Since then, the state and the NDUS have built on the initial joint procurement and installation of common back-office applications to expand into other areas of consolidation.

"We host the financial and human-resource systems for higher ed and state government here at the state's data center," Wolfe said. "They host the student administration system so we don't even have replicated databases and separate hardware configurations. We've operationally merged to where we're jointly processing information for both branches of government here in Bismarck."

Wolfe's counterpart on the higher education side is Grant Crawford, CIO of the NDUS, who said ConnectND's relatively smooth maturation is built on the two branches of government's experience in consolidating various IT functions.

"We had a lot of practice in getting to where we are because of the state network," Crawford said, explaining that a smaller network run by higher education evolved into the North Dakota state network, which was then run jointly by higher education and state government until 1999, when legislation was passed turning over primary responsibility to state government.

"We were OK with that because we really have to get a lot of people together in this state to get much buying power, because there's not a lot of people here," Crawford said. "The bigger aggregation we can come up with, the better it is for all of us. State government has been very good about working with us in the networking area to ensure our needs are met."

Despite that history, ConnectND still presents some troublesome areas for the two branches of government, Wolfe and Crawford acknowledged.

One such area is upgrading software modules, Wolfe said, noting that the state wants to upgrade its PeopleSoft HRMS from version 8.4 to version 8.9 before this year is over.

"Higher ed, I think, is going to struggle making a decision to join us in that same time frame," Wolfe continued. "From a governance perspective, we'll see how well this works out. We would hope we can get on the same page here and agree to do these upgrades. We have to do them together since we just have one version of the software.

"That will be the first test to see if governance really works here, and whether the centralization of processing is, in fact, going to be successful," he said. "If we get to where we can't agree to things like that, it's going to drive us to separate the databases out and have separate systems. None of us wants to do that because the cost will increase significantly."
# # #
> _PROBLEM STATEMENT_: Resume the passage about North Dakota's state government and university system sharing IT operations, starting after its last sentence. The items after this passage are separate material and have no connection to it.
# # #
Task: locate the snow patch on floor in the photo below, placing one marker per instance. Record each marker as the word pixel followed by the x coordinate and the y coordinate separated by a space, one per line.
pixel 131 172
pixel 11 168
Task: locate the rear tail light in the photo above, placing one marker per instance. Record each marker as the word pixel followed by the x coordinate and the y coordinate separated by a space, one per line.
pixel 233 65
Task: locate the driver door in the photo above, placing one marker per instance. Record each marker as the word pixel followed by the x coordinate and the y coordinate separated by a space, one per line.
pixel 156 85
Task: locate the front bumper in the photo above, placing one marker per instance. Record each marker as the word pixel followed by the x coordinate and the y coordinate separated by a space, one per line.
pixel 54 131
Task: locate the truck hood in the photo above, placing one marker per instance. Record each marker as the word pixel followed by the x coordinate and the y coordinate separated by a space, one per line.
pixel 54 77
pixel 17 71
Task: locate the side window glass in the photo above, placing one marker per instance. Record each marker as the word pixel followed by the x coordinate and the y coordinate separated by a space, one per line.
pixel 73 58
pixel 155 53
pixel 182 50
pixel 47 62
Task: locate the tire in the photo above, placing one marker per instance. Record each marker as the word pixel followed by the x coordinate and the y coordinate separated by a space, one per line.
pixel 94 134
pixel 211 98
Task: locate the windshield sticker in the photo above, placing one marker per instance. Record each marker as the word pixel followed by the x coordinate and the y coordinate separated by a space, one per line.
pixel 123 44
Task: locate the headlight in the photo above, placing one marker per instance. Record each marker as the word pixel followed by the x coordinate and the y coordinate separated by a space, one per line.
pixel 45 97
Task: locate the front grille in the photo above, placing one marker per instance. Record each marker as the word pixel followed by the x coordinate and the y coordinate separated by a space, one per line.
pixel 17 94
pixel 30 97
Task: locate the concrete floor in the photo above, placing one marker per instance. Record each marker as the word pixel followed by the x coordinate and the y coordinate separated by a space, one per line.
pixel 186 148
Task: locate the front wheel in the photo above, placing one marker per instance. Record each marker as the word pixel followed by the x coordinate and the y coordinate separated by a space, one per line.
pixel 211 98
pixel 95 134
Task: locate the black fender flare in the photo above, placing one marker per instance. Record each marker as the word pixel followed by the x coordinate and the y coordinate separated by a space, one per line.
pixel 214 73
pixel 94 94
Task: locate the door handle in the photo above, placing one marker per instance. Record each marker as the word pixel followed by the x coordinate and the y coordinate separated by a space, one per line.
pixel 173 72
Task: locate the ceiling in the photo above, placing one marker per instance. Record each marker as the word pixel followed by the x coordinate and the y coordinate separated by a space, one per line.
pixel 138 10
# # #
> _EXPECTED ANSWER_:
The upgrade decision will test the governance apparatus the state and the NDUS have put together, he said, because the state needs to move fast on the upgrade, while the NDUS prefers a more deliberative decision-making process, which could drop anchor on the state's progress.

The looming problem is support -- it ends in late October for the 8.4 version of the HRMS module, Wolfe noted, and the state likes certain components of the 8.9 version. In addition, the NDUS is on version 8.0 for student administration and the upgrade for 8.9 of student administration could be released in the same time frame.

"We're running on the same database in HRMS and the same database in finance, so whatever one of us does affects the other one," Crawford said. "We really are in this together, and we're in it together like that by choice.

"The state has been live for longer than we have in the HRMS environment. They want to upgrade it, and there's some functionality in there that they really want," he continued. "Well, we don't care as much about that functionality."

Because the final rollout of the HRMS happened only in January, the NDUS is still trying to iron out the kinks, Crawford said.

"The state is in a position where it feels it needs to do an upgrade, and we're not ready to do it yet," he said. "That's one facet of the difficulty that it [this type of partnership] can cause. At least we appreciate the common need to do the upgrade. We understand that they want it and why they feel they need it."


One CIO Will Do
At the local government level, Sarasota County, Fla., saw an opportunity to consolidate government and education IT operations in an entirely new way. County Administrator Jim Ley and Sarasota County Public Schools Superintendent Dr. Gary Norris realized that working together could help both branches of government.

The school district and county government discussed creating several partnerships to save taxpayer money while making both operations more efficient. The first joint effort is sharing IT functions, capabilities and executive management.

As a result of this IT partnership, Ley said, Bob Hanson, CIO of Sarasota County, is also the CIO of the school district, and the two government branches split Hanson's salary and compensation package 50/50. Hanson already spent two months earlier this year working with school board staff to perform a comprehensive analysis of the district's IT infrastructure and assets, and developing an IT strategy for the district.

The primary benefit of one person leading the two IT shops is that person's ability to spot potential cost savings.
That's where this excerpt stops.